WHAT THE TASK ASKS ▸ Rewrite each of the records below, replacing every "photo" with "image" and leaving everything else unchanged. Omit the pictures from your answer.

####################

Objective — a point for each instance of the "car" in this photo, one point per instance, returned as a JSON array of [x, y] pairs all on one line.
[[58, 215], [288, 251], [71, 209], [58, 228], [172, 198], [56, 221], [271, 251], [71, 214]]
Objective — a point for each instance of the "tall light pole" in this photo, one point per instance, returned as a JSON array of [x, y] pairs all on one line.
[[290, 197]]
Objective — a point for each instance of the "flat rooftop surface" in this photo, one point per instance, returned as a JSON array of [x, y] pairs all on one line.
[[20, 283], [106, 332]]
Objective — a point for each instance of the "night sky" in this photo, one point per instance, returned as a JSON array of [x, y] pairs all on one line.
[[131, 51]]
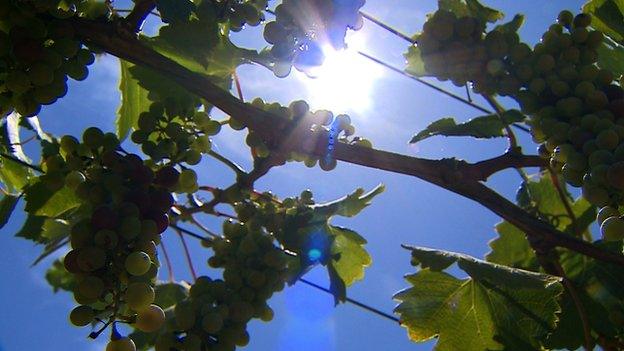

####################

ANSWER TO THIS PROBLEM ▸
Objective — a point for each instance of the "car" in this image, one point per instance, returned as a JSON array of [x, y] pairs all on one line.
[[58, 215], [288, 251], [71, 209], [58, 228], [172, 198], [56, 221], [271, 251], [71, 214]]
Objective — a point for each instance of the "tall light pole" in this image, one point per instance, returned as a JSON array of [x, y] pairs all on one line.
[[290, 197]]
Objective — a point for each instance of the "flat rooftop surface" in this image, one point per instance, returned as a JSON array of [x, y] pairs all on one line.
[[20, 283], [106, 332]]
Objective — a point for each instance of the "night sky" in this image, one point per instance, returned as a JSON array of [x, y] pairs all on one line.
[[131, 51]]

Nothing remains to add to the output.